## Trecho do documento
• • • • •
Desenvolvedor: Pixel Punk
Em certos momentos, a expressão da brasilidade nos games se dá não pela evidência de temas nacionais ou valorização de nossas tradições e culturas, mas pela forma como enveredamos pela criação dos jogos inserindo elementos capazes de dar nova vida a recursos convencionais dos games, ampliando o escopo dos projetos, dinamizando a jogabilidade ou criando novas formas de curtir o gameplay, ainda que a essência da produção se baseie em modelos já consagrados. Nesse quesito, Unsighted é um exemplo seguro e atual de nossas particularidades no design de games e, por que não?, em nosso jeitinho brasileiro, que angaria elogios e admiração mundo afora.
• • • • •
## Dados apresentados

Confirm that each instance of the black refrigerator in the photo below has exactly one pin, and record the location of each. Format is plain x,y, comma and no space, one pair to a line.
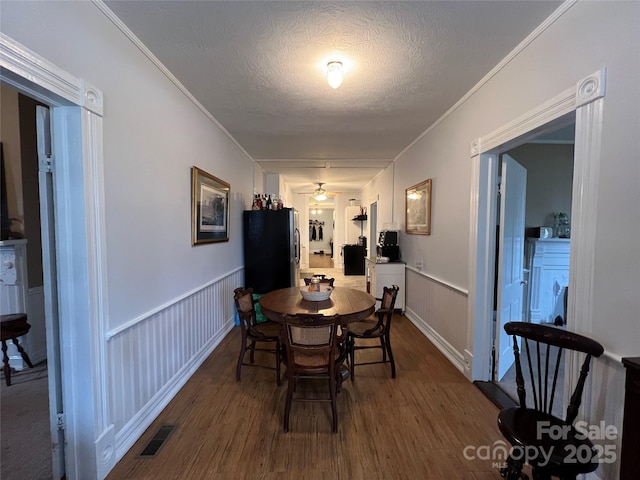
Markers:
271,249
353,259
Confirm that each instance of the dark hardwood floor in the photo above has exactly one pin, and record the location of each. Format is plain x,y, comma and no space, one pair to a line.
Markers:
415,426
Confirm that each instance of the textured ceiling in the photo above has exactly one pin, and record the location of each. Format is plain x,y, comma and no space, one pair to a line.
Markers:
257,67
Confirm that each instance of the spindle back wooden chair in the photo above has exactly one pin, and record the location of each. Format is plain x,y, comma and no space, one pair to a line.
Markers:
322,279
253,333
312,345
533,430
378,327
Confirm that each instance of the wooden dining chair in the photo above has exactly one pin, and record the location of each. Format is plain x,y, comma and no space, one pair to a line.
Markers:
253,333
533,430
307,281
312,352
12,326
378,327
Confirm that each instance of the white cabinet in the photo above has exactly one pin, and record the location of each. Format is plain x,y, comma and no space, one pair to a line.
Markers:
13,276
548,263
384,275
13,290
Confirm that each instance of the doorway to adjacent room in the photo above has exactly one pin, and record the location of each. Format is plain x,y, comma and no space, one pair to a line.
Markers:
321,237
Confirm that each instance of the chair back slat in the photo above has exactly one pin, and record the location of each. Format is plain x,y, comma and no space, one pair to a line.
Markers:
243,298
555,378
311,334
543,370
321,279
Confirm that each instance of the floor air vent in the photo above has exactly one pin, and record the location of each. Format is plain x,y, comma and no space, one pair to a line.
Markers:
152,448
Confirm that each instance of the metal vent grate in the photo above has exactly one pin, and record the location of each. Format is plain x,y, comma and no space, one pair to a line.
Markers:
152,448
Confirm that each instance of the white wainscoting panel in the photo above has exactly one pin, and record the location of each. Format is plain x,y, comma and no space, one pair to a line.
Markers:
37,336
151,359
603,405
440,313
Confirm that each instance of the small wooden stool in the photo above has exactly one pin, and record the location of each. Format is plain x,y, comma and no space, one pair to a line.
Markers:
11,327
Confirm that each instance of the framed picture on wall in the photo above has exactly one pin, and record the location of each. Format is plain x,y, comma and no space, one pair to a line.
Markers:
209,208
418,208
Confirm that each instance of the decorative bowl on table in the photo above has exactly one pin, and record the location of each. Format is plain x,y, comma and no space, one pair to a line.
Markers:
316,295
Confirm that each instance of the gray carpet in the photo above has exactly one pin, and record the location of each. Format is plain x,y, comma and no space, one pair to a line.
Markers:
25,435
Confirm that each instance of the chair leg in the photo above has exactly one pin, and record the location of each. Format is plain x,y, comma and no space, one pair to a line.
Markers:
352,357
513,470
334,403
287,406
24,355
383,347
278,364
243,349
6,367
538,475
391,360
253,351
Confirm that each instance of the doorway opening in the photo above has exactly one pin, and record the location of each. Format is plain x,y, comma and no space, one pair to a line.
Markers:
321,233
532,259
30,406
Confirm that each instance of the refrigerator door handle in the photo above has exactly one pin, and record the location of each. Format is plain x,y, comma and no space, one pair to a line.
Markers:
296,245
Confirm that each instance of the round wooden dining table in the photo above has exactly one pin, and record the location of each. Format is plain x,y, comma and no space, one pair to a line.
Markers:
• • • • •
## O que fazer
**a)** Responda com base no texto sobre Unsighted:
(i) Qual desenvolvedor é indicado?
(ii) Segundo o texto, Unsighted é um exemplo seguro e atual de quê?
(iii) O que o jeitinho brasileiro angaria mundo afora?
**b)** Escreva a continuação do texto sobre o jogo Unsighted a partir do ponto em que ele termina.

## Respostas por tarefa
**a)**
(i) Pixel Punk.
(ii) Das nossas particularidades no design de games.
(iii) Elogios e admiração.

**b)**
“Unsighted é uma produção independente nacional que pode ser apresentada como uma mistura de RPG com ‘metroidvania’, com visão top-down, inspirado em Zelda e Metroid, em uma ambientação cyberpunk e trama de ação e mistério”, registrou o coautor Kao Tokio, logo no início da produção da criação das profissionais do estúdio Pixel Punk, em junho de 2018, quando o game estava sendo desenvolvido há cerca de quatro meses. Como descreveu o editor de conteúdo do site Drops de Jogos, à época, “[O game] já angaria a simpatia dos jogadores e boa receptividade entre os desenvolvedores, revigorando aspectos convencionais ao gênero e adicionando novidades”.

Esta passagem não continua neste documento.